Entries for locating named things
## start
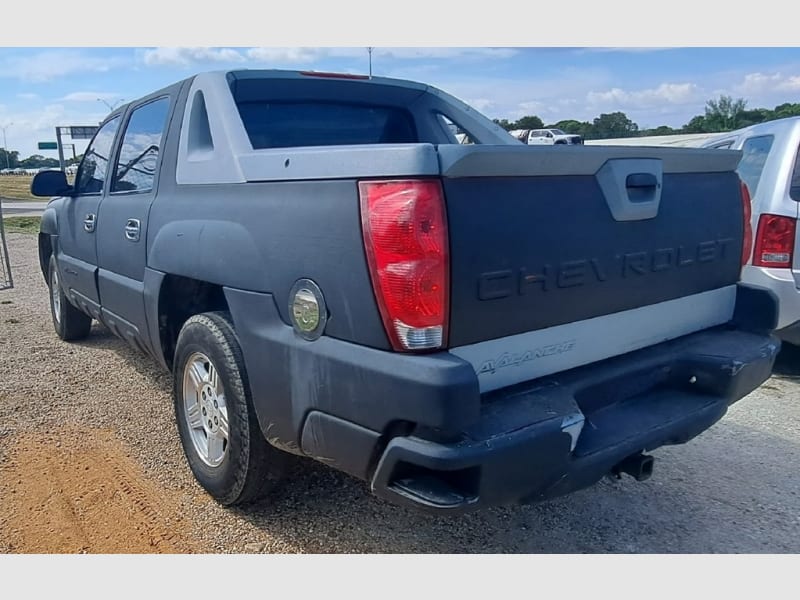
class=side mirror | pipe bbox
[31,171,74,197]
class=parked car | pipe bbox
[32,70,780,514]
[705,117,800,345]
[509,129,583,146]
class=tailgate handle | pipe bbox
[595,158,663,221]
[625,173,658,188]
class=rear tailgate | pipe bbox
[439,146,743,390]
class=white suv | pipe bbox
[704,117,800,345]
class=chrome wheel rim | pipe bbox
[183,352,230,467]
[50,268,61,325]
## end
## start
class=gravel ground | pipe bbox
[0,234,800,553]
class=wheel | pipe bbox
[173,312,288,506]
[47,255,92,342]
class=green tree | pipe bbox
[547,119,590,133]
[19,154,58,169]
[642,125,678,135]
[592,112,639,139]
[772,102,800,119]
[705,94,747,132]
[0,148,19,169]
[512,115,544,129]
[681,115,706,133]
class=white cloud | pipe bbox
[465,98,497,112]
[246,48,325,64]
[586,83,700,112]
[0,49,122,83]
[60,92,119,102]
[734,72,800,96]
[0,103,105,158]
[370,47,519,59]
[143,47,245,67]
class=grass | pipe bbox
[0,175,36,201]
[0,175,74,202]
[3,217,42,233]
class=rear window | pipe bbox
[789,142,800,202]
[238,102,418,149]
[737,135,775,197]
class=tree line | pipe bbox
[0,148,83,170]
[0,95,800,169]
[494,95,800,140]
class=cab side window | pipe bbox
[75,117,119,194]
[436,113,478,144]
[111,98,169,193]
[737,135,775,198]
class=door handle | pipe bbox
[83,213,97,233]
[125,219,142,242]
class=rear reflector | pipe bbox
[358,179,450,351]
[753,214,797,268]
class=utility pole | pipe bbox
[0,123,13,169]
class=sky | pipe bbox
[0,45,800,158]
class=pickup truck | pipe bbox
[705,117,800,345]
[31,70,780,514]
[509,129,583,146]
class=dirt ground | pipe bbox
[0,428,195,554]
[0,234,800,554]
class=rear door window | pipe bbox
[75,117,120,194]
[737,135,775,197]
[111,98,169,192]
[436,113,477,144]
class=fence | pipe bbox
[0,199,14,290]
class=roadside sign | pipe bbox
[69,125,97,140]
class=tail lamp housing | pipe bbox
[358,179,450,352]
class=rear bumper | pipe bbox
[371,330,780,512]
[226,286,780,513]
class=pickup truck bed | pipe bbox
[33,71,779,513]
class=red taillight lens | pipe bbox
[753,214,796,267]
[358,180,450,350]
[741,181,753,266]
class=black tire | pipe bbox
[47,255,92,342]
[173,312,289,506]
## end
WHAT IS REQUIRED:
Copy out, without alteration, the stretch of records from the line containing "class=gravel ground | pipe bbox" through the line containing "[125,219,142,242]", with both of those lines included.

ANSWER TO THIS PROBLEM:
class=gravel ground | pipe bbox
[0,234,800,553]
class=wheel | pipe bbox
[173,312,288,506]
[47,255,92,342]
class=green tree | pipe bbox
[547,119,590,133]
[19,154,58,169]
[642,125,678,135]
[592,112,639,139]
[772,102,800,119]
[705,94,747,132]
[0,148,19,169]
[512,115,544,129]
[681,115,706,133]
class=white cloud | pipe bbox
[465,98,497,112]
[246,48,325,64]
[586,83,700,112]
[0,49,122,83]
[60,92,119,102]
[734,72,800,96]
[0,103,105,158]
[370,47,519,59]
[143,47,245,67]
class=grass | pipe bbox
[0,175,36,201]
[0,175,74,202]
[3,217,42,233]
class=rear window | pipe bbox
[789,142,800,202]
[238,102,418,149]
[737,135,775,197]
class=tree line | pipe bbox
[0,148,83,170]
[0,95,800,169]
[494,95,800,140]
class=cab side window | pipe bbox
[75,117,119,194]
[436,113,478,144]
[111,98,169,193]
[737,135,775,198]
class=door handle | pipe bbox
[83,213,97,233]
[125,219,142,242]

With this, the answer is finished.